YOUR TASKS:
1. In the forum thread on grouping linked values into chains, list every linked pair given in the line that ends with "( <-> means linked)".
2. Proceed with the forum thread on grouping linked values into chains, continuing after its last sentence.

DOCUMENT SEGMENT:

User1 -> (val1 : e1, e2, e3 | val2: m1, m2)
e1 <-> m1, e1 <-> m2, m1 <-> e3, e2 <-> m2 ( <-> means linked).
e1 is connected to m1.
e1 is connected to m2.
m2 is connected to e2.
So e1,m1 are connected to e2.
Similarly, we find e1, e2, e3, m1, m2 all are linked. We need to identify these chains.
User2 -> (val1 : e4, e5 | val2: m3, m4, m5)
I have written two queries based on grouping my val1 and then by val2 separately and joining them in code (Java).
I want this to do this directly in MySQL/BigQuery query itself as we are building some reports on this.
Is this possible in a single query? Please help.
Thank you.
Update :
Desired output -
[
{
id : user1,
val1 : [e1, e2, e3],
val2 : [m1, m2]
},
{
id : user2,
val1 : [e4, e5],
val2 : [m3, m4, m5]
}
]
or
id | val1 | val2 | UUID
------------------------
1 | e1 | m1 | u1
2 | e1 | m2 | u1
3 | e2 | m2 | u1
4 | e3 | m1 | u1
5 | e4 | m3 | u2
6 | e5 | m3 | u2
7 | e5 | m4 | u2
8 | e4 | m5 | u2
To make it simple, assuming values of val1 and val2 are nodes and are connected if present in the same row.
The rows of the table form graphs (user1, user2) and we need to identify these graphs.

Wanted to jump-in with option of solving your task with pure BigQuery (Standard SQL)
Pre-requisites / assumptions: source data is in sandbox.temp.id1_id2_pairs
You should replace this with your own or if you want to test with dummy data from your question - you can create this table as below (of course replace sandbox.temp with your own project.dataset)
Make sure you set respective destination table
Note: you can find all respective Queries (as text) at the bottom of this answer, but for now I am illustrating my answer with screenshots - so all is presented - query, result and used options
So, there will be three steps:
Step 1 - Initialization
Here, we just do initial grouping of id1 based on connections with id2:
As you can see here - we created list of all id1 values with respective connections based on simple one-level connection through id2
Output table is sandbox.temp.groups
Step 2 - Grouping Iterations
In each iteration we will enrich grouping based on already established groups.

(Excerpts from annotation records)
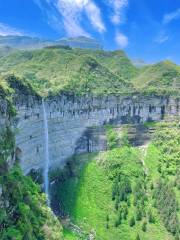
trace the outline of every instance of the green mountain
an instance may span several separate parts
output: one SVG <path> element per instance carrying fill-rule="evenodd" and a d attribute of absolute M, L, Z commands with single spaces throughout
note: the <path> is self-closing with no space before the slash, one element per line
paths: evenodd
<path fill-rule="evenodd" d="M 180 91 L 179 66 L 166 61 L 137 68 L 123 51 L 51 46 L 32 51 L 8 48 L 3 54 L 1 74 L 13 73 L 26 78 L 44 95 L 59 91 L 81 95 L 178 94 Z"/>
<path fill-rule="evenodd" d="M 9 46 L 16 49 L 38 49 L 46 46 L 69 46 L 71 48 L 102 49 L 95 39 L 87 37 L 63 38 L 60 40 L 44 40 L 29 36 L 0 36 L 0 47 Z"/>
<path fill-rule="evenodd" d="M 139 90 L 179 92 L 179 66 L 170 61 L 146 66 L 132 81 Z"/>
<path fill-rule="evenodd" d="M 28 36 L 0 36 L 0 47 L 9 46 L 16 49 L 34 49 L 50 45 L 52 42 Z"/>
<path fill-rule="evenodd" d="M 59 91 L 80 95 L 132 92 L 129 80 L 137 73 L 121 51 L 106 53 L 56 47 L 16 51 L 0 59 L 0 71 L 26 78 L 44 95 Z"/>
<path fill-rule="evenodd" d="M 88 37 L 63 38 L 56 41 L 57 45 L 69 46 L 72 48 L 102 49 L 102 45 L 95 39 Z"/>

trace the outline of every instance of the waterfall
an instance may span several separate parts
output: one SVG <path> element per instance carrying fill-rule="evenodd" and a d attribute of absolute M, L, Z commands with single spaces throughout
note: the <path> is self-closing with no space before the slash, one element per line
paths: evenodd
<path fill-rule="evenodd" d="M 43 123 L 44 123 L 44 186 L 45 186 L 45 193 L 47 195 L 47 205 L 50 205 L 50 198 L 49 198 L 49 133 L 48 133 L 48 121 L 47 121 L 47 113 L 44 100 L 42 100 L 42 108 L 43 108 Z"/>

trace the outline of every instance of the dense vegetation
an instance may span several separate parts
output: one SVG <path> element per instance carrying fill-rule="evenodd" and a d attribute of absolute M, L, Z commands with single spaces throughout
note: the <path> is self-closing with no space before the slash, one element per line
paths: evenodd
<path fill-rule="evenodd" d="M 130 145 L 128 126 L 107 126 L 109 150 L 73 158 L 57 177 L 53 198 L 79 239 L 179 239 L 179 126 L 145 126 L 156 127 L 148 147 Z M 70 229 L 67 239 L 76 239 Z"/>
<path fill-rule="evenodd" d="M 180 90 L 180 68 L 168 61 L 139 69 L 123 51 L 92 51 L 58 45 L 10 52 L 6 50 L 4 57 L 0 57 L 1 74 L 25 78 L 41 95 L 59 92 L 177 95 Z"/>

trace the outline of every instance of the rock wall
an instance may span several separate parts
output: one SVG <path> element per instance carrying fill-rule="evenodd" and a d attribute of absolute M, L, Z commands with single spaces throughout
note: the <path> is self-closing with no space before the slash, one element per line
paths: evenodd
<path fill-rule="evenodd" d="M 31 169 L 44 166 L 42 104 L 36 97 L 23 95 L 16 98 L 15 104 L 16 152 L 21 168 L 27 174 Z M 176 99 L 140 96 L 80 98 L 61 95 L 48 98 L 45 106 L 52 168 L 63 167 L 66 159 L 75 153 L 103 150 L 106 141 L 101 126 L 106 123 L 159 121 L 167 114 L 178 115 L 180 112 L 180 102 Z M 92 137 L 95 135 L 98 137 Z"/>

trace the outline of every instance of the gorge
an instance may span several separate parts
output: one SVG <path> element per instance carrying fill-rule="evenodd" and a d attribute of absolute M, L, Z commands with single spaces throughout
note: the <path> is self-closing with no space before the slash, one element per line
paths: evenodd
<path fill-rule="evenodd" d="M 62 46 L 8 54 L 2 239 L 179 237 L 179 66 Z"/>
<path fill-rule="evenodd" d="M 145 121 L 160 121 L 165 115 L 178 116 L 179 104 L 178 99 L 156 96 L 78 98 L 60 95 L 46 99 L 42 105 L 41 100 L 35 97 L 18 96 L 16 146 L 21 153 L 18 156 L 20 166 L 25 174 L 32 169 L 43 169 L 45 166 L 46 176 L 48 165 L 50 168 L 62 168 L 66 160 L 74 154 L 106 150 L 105 145 L 90 143 L 91 139 L 85 135 L 82 146 L 78 144 L 88 128 L 94 126 L 98 129 L 108 123 L 138 124 Z M 45 116 L 49 125 L 49 153 Z"/>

RESPONSES TO THE TASKS:
1.
e1 <-> m1
e1 <-> m2
m1 <-> e3
e2 <-> m2

2.
Source of Query is output table of previous Step (sandbox.temp.groups) and Destination is the same table (sandbox.temp.groups) with Overwrite
We will continue iterations till when count of found groups will be the same as in previous iteration
Note: you can just have two BigQuery Web UI Tabs opened (as it is shown above) and without changing any code just run Grouping and then Check again and again till iteration converge
(for specific data that I used in pre-requisites section - I had three iterations - first iteration produced 5 users, second iteration produced 3 users and third iteration produced again 3 users - which indicated that we done with iterations.
Of course, in real life case - number of iterations could be more than just three - so we need some sort of automation (see respective section at the bottom of answer).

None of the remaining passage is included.